**Request**
Scan the records for the line containing "of the small"; extract it and all later lines, verbatim, through the end, and nothing before it.

**Data records**
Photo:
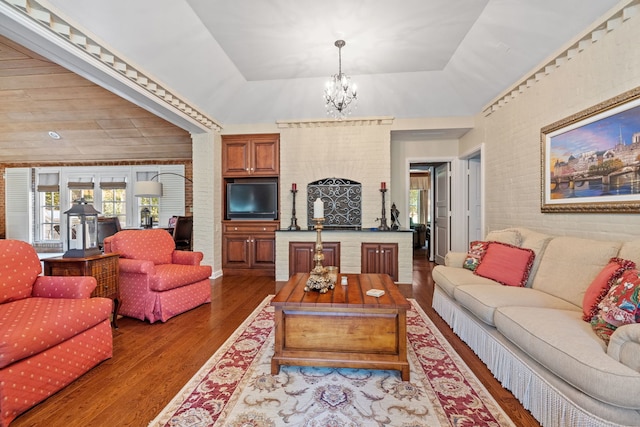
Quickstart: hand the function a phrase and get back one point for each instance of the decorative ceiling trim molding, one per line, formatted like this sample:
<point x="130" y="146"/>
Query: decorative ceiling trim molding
<point x="626" y="12"/>
<point x="320" y="123"/>
<point x="58" y="26"/>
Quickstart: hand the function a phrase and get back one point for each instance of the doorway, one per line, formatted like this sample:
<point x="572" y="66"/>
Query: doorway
<point x="455" y="204"/>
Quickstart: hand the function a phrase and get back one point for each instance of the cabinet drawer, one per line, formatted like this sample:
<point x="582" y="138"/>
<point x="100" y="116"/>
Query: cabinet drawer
<point x="251" y="228"/>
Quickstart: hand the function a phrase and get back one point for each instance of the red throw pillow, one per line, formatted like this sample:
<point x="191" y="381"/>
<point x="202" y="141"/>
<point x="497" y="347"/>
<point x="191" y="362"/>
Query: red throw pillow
<point x="475" y="254"/>
<point x="506" y="264"/>
<point x="619" y="307"/>
<point x="601" y="285"/>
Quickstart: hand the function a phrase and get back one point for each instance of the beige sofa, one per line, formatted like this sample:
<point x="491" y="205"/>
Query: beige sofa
<point x="533" y="338"/>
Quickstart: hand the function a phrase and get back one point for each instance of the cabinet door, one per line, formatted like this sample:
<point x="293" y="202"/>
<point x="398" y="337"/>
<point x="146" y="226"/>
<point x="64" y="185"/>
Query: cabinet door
<point x="264" y="251"/>
<point x="369" y="258"/>
<point x="235" y="251"/>
<point x="251" y="155"/>
<point x="300" y="257"/>
<point x="236" y="158"/>
<point x="380" y="258"/>
<point x="266" y="156"/>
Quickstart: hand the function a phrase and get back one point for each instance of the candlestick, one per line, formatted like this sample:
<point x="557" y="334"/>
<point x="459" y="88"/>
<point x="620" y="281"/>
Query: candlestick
<point x="294" y="220"/>
<point x="319" y="279"/>
<point x="383" y="221"/>
<point x="318" y="208"/>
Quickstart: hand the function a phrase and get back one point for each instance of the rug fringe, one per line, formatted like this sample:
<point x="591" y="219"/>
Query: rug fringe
<point x="204" y="370"/>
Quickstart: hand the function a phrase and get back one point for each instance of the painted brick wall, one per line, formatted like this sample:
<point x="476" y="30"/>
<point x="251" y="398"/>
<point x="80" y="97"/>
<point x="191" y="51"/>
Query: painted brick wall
<point x="338" y="150"/>
<point x="511" y="134"/>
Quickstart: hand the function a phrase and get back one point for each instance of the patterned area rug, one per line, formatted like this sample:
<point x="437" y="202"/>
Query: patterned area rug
<point x="235" y="387"/>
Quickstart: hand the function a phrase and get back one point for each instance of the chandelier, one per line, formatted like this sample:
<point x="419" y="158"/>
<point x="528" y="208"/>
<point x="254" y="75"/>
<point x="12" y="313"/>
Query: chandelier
<point x="340" y="93"/>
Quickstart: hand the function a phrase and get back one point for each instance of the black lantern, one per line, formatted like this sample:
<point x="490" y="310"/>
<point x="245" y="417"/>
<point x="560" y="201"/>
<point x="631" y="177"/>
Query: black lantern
<point x="82" y="230"/>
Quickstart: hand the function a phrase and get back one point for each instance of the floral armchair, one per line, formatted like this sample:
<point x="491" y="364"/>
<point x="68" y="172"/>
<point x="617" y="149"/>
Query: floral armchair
<point x="157" y="282"/>
<point x="51" y="331"/>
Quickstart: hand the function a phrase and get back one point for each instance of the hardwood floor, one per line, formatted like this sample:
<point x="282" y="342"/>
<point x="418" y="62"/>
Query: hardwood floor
<point x="151" y="363"/>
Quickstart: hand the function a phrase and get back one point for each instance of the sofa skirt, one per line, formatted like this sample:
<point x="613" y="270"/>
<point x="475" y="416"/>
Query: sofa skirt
<point x="550" y="400"/>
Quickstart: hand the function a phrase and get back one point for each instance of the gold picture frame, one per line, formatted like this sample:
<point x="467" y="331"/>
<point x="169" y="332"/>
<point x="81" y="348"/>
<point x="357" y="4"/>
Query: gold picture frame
<point x="590" y="161"/>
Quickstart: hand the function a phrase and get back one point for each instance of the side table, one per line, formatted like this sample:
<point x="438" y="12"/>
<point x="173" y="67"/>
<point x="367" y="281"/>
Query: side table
<point x="103" y="267"/>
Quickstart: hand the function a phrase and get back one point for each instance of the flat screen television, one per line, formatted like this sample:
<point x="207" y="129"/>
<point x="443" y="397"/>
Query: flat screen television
<point x="252" y="200"/>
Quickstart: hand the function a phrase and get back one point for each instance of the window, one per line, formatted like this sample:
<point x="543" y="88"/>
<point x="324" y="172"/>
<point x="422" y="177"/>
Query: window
<point x="109" y="189"/>
<point x="414" y="206"/>
<point x="113" y="192"/>
<point x="48" y="195"/>
<point x="49" y="228"/>
<point x="150" y="203"/>
<point x="114" y="203"/>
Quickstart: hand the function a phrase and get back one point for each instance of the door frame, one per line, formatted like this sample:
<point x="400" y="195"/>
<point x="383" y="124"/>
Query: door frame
<point x="458" y="218"/>
<point x="476" y="152"/>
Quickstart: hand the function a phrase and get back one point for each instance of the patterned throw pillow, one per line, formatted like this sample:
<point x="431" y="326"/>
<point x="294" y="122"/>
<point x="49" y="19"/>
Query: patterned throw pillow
<point x="620" y="305"/>
<point x="474" y="256"/>
<point x="506" y="264"/>
<point x="601" y="285"/>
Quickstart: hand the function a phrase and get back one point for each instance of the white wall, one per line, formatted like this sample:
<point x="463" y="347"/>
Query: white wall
<point x="511" y="134"/>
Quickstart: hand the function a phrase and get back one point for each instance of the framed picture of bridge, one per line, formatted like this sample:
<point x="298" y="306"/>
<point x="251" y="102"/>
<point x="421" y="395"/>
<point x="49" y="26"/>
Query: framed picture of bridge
<point x="591" y="160"/>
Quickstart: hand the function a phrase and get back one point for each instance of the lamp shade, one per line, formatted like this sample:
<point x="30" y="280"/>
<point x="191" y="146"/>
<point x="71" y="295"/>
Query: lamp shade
<point x="147" y="189"/>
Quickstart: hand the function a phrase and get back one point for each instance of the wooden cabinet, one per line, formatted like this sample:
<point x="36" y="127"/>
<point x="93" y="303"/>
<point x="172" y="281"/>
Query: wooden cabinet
<point x="249" y="247"/>
<point x="250" y="155"/>
<point x="380" y="258"/>
<point x="104" y="268"/>
<point x="301" y="256"/>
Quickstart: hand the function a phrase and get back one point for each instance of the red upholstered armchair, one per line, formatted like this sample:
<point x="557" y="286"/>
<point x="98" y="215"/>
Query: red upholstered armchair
<point x="157" y="282"/>
<point x="51" y="331"/>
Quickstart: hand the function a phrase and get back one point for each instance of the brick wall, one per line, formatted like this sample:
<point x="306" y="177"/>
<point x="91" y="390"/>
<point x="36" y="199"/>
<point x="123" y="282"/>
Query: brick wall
<point x="511" y="133"/>
<point x="360" y="151"/>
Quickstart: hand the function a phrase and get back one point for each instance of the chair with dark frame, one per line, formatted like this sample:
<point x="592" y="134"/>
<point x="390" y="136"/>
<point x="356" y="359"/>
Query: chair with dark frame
<point x="107" y="226"/>
<point x="182" y="233"/>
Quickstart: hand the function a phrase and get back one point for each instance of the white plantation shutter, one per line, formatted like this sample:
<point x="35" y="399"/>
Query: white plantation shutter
<point x="17" y="204"/>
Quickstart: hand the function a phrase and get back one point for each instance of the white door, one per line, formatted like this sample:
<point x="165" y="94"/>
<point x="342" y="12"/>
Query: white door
<point x="441" y="238"/>
<point x="474" y="210"/>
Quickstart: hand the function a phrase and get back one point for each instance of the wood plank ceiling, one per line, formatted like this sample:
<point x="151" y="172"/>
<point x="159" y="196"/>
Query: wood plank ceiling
<point x="95" y="125"/>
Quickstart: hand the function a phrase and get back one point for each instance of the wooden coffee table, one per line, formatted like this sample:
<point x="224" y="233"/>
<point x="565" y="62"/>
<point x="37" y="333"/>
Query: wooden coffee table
<point x="343" y="328"/>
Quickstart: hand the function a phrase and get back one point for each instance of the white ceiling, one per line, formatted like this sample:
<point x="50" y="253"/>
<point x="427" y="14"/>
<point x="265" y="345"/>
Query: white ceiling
<point x="256" y="61"/>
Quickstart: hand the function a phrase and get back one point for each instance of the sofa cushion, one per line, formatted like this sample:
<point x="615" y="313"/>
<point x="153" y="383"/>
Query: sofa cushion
<point x="620" y="306"/>
<point x="510" y="236"/>
<point x="569" y="265"/>
<point x="506" y="264"/>
<point x="601" y="284"/>
<point x="448" y="278"/>
<point x="32" y="325"/>
<point x="156" y="245"/>
<point x="19" y="267"/>
<point x="475" y="253"/>
<point x="171" y="276"/>
<point x="572" y="352"/>
<point x="537" y="242"/>
<point x="483" y="300"/>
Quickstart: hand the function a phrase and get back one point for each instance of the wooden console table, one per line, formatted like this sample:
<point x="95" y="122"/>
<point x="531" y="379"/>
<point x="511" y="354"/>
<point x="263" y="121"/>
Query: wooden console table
<point x="103" y="267"/>
<point x="342" y="328"/>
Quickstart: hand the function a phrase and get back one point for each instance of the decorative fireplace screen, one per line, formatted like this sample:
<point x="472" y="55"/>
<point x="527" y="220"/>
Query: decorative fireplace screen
<point x="342" y="203"/>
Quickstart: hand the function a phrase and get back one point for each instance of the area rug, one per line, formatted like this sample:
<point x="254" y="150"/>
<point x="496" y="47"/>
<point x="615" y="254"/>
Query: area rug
<point x="235" y="387"/>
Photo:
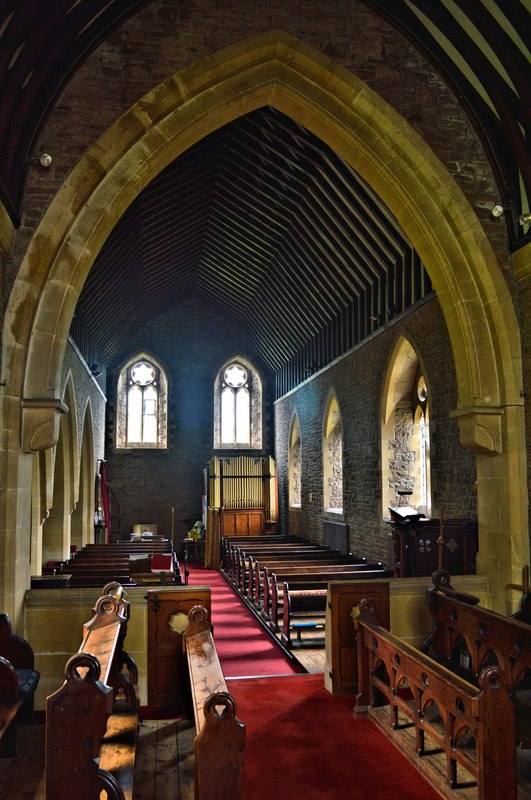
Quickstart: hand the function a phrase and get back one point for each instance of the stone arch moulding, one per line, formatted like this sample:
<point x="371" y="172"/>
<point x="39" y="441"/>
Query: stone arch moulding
<point x="278" y="69"/>
<point x="257" y="401"/>
<point x="403" y="364"/>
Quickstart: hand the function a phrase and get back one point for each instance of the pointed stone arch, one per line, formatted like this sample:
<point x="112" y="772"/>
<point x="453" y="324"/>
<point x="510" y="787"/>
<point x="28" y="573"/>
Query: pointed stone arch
<point x="403" y="468"/>
<point x="332" y="455"/>
<point x="282" y="71"/>
<point x="256" y="402"/>
<point x="295" y="462"/>
<point x="83" y="514"/>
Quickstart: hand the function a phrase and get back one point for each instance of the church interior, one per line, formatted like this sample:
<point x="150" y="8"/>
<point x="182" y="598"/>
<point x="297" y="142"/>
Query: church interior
<point x="266" y="272"/>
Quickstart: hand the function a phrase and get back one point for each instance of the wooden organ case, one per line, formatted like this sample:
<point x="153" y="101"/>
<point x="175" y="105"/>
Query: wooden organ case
<point x="241" y="494"/>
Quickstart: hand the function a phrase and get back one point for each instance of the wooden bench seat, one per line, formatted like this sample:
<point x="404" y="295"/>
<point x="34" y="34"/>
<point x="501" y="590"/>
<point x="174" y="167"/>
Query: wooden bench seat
<point x="467" y="637"/>
<point x="465" y="723"/>
<point x="18" y="681"/>
<point x="274" y="586"/>
<point x="91" y="720"/>
<point x="220" y="735"/>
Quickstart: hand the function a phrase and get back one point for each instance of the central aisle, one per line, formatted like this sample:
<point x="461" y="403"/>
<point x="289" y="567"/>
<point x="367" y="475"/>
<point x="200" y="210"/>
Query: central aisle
<point x="244" y="648"/>
<point x="302" y="742"/>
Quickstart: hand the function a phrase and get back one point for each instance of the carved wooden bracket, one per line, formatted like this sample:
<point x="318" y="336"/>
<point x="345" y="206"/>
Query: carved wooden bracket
<point x="40" y="423"/>
<point x="480" y="428"/>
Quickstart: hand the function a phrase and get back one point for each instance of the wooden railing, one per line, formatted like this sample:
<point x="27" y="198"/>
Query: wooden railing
<point x="467" y="723"/>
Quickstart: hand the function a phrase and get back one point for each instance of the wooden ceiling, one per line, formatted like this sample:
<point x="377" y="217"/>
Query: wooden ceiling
<point x="261" y="221"/>
<point x="297" y="210"/>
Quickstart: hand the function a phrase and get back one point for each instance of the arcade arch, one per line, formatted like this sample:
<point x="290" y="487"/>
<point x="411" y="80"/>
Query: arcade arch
<point x="280" y="70"/>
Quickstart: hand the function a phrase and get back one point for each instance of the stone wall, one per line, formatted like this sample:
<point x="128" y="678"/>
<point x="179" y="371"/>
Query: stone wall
<point x="168" y="35"/>
<point x="191" y="343"/>
<point x="357" y="380"/>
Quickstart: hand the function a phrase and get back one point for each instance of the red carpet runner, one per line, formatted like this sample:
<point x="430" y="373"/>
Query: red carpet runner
<point x="302" y="742"/>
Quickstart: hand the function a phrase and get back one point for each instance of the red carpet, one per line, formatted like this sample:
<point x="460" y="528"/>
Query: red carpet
<point x="304" y="744"/>
<point x="243" y="647"/>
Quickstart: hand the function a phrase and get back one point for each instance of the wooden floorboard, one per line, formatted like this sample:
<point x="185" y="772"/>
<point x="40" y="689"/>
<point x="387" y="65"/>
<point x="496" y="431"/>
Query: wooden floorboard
<point x="164" y="767"/>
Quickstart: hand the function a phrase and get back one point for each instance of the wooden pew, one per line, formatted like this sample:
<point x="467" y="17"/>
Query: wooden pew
<point x="250" y="574"/>
<point x="18" y="682"/>
<point x="220" y="735"/>
<point x="467" y="637"/>
<point x="306" y="596"/>
<point x="273" y="584"/>
<point x="91" y="721"/>
<point x="468" y="724"/>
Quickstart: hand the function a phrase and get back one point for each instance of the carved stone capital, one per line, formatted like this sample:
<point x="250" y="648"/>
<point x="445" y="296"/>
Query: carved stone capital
<point x="40" y="423"/>
<point x="480" y="428"/>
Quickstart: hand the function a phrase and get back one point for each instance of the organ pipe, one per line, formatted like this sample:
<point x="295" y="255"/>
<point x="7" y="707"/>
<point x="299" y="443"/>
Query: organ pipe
<point x="243" y="482"/>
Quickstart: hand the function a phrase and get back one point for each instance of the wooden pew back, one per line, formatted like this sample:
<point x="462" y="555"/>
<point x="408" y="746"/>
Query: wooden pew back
<point x="488" y="636"/>
<point x="77" y="714"/>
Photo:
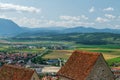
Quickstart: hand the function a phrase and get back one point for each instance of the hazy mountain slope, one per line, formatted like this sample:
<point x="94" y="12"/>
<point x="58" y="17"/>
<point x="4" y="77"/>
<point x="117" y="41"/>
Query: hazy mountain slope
<point x="9" y="28"/>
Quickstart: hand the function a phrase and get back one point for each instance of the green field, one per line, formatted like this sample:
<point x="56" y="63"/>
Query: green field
<point x="109" y="51"/>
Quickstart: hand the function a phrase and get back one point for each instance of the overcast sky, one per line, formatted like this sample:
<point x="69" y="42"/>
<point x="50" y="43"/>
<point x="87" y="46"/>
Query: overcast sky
<point x="62" y="13"/>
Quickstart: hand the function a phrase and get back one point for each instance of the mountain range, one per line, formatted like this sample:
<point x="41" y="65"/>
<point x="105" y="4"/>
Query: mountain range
<point x="10" y="28"/>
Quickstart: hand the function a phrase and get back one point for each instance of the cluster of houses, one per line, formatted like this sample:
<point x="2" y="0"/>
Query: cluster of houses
<point x="15" y="59"/>
<point x="80" y="66"/>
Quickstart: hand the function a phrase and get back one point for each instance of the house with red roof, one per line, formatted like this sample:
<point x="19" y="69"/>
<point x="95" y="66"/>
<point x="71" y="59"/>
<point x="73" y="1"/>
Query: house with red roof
<point x="85" y="66"/>
<point x="10" y="72"/>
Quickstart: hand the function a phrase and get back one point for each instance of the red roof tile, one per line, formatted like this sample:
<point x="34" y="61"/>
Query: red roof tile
<point x="79" y="65"/>
<point x="9" y="72"/>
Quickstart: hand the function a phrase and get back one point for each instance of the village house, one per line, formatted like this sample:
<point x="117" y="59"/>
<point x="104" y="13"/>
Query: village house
<point x="85" y="66"/>
<point x="116" y="71"/>
<point x="10" y="72"/>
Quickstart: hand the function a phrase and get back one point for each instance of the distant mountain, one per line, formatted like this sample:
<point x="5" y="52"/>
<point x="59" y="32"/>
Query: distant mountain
<point x="9" y="28"/>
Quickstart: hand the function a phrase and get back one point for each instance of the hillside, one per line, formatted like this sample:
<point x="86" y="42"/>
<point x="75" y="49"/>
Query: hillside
<point x="79" y="38"/>
<point x="9" y="28"/>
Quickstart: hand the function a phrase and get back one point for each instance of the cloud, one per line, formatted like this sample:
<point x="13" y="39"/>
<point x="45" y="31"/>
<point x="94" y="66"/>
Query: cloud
<point x="73" y="18"/>
<point x="33" y="22"/>
<point x="101" y="20"/>
<point x="108" y="9"/>
<point x="110" y="16"/>
<point x="92" y="9"/>
<point x="19" y="8"/>
<point x="117" y="26"/>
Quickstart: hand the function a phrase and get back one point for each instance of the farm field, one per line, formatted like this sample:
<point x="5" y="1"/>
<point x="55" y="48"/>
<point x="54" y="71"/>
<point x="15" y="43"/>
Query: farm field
<point x="108" y="51"/>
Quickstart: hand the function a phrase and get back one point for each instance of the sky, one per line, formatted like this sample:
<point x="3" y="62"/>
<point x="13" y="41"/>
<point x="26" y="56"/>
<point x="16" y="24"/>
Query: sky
<point x="62" y="13"/>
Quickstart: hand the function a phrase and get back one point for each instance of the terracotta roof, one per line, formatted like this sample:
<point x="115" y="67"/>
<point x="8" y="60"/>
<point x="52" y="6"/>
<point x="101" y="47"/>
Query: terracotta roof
<point x="78" y="65"/>
<point x="9" y="72"/>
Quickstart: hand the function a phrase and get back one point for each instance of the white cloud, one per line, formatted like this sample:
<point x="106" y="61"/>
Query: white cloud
<point x="108" y="9"/>
<point x="92" y="9"/>
<point x="101" y="20"/>
<point x="117" y="26"/>
<point x="19" y="8"/>
<point x="33" y="22"/>
<point x="110" y="16"/>
<point x="73" y="18"/>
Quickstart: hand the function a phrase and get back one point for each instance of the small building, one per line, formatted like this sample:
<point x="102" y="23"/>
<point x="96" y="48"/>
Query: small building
<point x="116" y="71"/>
<point x="85" y="66"/>
<point x="10" y="72"/>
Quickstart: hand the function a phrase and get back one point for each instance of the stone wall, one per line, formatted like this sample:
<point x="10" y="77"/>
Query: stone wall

**Task answer**
Quickstart: hand the function a phrase and get back one point for each instance of the small building, one per line, formatted like this sample:
<point x="102" y="23"/>
<point x="96" y="48"/>
Query: small building
<point x="116" y="71"/>
<point x="85" y="66"/>
<point x="10" y="72"/>
Quickstart: hand the function a phrase and get back one point for each instance of the stone wall, one per line, formatted like this sample:
<point x="10" y="77"/>
Query: stone wall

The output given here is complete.